- Problem to work on
Continue the text on sustainability and the 2015 dietary guidelines, starting after its last sentence.

- Passage
━━━━━━━━━━━━━━━━━━━━
Thank you for a definitive and carefully presented statement regarding the mandate and importance of the work of the 2015 DGAC in reviewing the world's literature regarding diet and health as presented in their report. The matter of sustainability certainly merits further attention, but should not detract from and the overarching value of the evidence based goals and recommendations provided.
For many in the food system nutrition community, the decision to remove sustainability goals from the 2015 DGA represents a missed opportunity to embark on a more holistic approach to discerning dietary guideline that promote health of the population and planet. If indeed this decision is based on inclusions of such goals are legally beyond the scope of the Advisory Committee, then the appeal is for both secretaries to call for a new White House Panel on Food and Nutrition that includes broad based expertise to comprehensively and transparently consider the long term implications of dietary practices on social, environmental and public health. One has only to read the very compelling report of Olivier De Schutter, to the Human Rights Council of United Nations (2014), to appreciate the urgency of embracing transformative food and agriculture policies and practices. http://www.srfood.org/images/stories/pdf/officialreports/20140310_final…
How do you sleep at night?!
━━━━━━━━━━━━━━━━━━━━
- Study material
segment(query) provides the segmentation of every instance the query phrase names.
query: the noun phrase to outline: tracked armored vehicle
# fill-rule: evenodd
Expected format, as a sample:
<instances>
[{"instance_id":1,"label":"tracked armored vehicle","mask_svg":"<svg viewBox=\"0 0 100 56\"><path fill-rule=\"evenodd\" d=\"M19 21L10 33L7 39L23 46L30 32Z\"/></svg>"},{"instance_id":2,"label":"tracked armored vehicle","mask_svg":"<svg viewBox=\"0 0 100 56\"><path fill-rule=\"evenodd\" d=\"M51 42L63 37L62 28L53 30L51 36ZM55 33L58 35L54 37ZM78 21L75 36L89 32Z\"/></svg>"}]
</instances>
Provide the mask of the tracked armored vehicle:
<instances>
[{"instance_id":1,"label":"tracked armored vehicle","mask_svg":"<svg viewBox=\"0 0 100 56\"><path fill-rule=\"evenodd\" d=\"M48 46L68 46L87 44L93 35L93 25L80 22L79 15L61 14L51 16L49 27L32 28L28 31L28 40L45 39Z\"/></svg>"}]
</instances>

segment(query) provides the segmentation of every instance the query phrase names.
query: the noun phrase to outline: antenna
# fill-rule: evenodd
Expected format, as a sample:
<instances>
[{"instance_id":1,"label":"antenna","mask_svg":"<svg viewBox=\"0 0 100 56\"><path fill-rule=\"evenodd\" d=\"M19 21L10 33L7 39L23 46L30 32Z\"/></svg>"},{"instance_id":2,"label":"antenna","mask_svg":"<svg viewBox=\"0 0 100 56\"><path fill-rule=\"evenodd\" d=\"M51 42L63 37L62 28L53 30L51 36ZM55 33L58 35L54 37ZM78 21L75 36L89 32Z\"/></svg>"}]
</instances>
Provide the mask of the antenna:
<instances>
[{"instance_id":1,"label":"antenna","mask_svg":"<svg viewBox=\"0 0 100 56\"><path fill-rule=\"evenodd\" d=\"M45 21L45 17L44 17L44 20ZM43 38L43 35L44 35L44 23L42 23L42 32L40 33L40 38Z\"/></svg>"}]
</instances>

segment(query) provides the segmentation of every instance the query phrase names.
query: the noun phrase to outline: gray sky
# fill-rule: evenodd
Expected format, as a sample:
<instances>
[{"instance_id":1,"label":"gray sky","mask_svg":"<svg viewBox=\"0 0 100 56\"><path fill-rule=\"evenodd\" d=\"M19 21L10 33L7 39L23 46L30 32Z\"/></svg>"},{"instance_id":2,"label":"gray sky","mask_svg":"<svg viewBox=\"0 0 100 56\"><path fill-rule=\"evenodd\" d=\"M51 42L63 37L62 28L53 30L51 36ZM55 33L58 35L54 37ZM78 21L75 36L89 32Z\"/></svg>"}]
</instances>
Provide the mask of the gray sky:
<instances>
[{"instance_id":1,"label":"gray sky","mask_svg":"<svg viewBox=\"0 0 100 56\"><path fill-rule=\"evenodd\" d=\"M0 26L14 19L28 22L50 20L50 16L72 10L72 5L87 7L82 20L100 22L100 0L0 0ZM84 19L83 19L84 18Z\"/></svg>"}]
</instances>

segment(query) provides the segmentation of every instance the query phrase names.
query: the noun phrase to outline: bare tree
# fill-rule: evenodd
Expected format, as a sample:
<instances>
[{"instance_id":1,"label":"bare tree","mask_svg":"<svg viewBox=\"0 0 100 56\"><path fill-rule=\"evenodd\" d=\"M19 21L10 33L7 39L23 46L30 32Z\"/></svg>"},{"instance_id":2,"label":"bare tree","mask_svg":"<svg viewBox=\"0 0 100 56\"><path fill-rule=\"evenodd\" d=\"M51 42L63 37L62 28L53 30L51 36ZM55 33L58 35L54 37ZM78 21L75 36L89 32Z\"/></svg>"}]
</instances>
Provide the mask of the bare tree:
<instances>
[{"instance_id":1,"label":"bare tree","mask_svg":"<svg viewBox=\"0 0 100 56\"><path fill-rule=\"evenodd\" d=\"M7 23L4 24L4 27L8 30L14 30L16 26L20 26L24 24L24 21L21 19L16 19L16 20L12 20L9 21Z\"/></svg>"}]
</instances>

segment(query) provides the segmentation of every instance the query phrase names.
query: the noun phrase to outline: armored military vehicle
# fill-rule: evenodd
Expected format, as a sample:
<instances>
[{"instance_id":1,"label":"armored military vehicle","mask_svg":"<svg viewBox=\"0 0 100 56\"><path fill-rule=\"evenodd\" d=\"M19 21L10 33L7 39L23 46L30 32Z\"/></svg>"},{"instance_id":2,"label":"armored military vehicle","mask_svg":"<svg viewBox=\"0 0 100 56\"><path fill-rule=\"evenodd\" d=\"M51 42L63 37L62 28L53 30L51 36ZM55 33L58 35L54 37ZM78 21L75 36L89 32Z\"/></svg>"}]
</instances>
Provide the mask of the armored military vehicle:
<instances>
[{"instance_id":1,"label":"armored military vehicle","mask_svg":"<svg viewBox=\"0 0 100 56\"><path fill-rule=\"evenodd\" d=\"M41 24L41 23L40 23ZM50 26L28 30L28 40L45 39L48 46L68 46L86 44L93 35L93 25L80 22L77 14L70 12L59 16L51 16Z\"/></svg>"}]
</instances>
━━━━━━━━━━━━━━━━━━━━
- Answer space
Translation: we got lobbied by the meat and dairy industry into ignoring the real science about the harm their products are causing our nation. We really aren't willing to protect the health of America. We're just kicking the can down the road another 5 years without rocking the boat.
Thank you for sticking to the science. As a concept sustainability has much to recommend it but it lacks the concise, immutable definition upon which to base factual and unbiased recommendations, legislation, regulations, or taxation. Certainly sustainability of food systems can still be discussed in appropriate forums. When it finally rises to the level of unbiased true science a non-politicized understanding of sustainability will be ready for prime time in the dietary guidelines of the future. Until then activists will have to find other deceptions to attack our abundant, safe, affordable American food supply.
Sustainability isn't a nebulous term, it is economically quantifiable. It depends on how far into the future your stake in the matter allows you to look. For corporations, it is generally the next quarterly report. For our purposes it needs to be longer.
John... you must work for the government with the way you speak. Our abundant, safe, affordable American food supply? Allow me to be systematic:
Abundant=unequally distributed, with 30-40% of our food going to waste.
Safe=confusingly overseen by both the USDA and FDA with limited regulatory authority and as of yet, no uniform scientific pathogen reduction system (still waiting for FSMA...) to keep harmful bacteria like E. coli 0157:h7 (not to mention Salmonella) out of our "safe" food supply.
And affordable=artificially propped up by government subsidies.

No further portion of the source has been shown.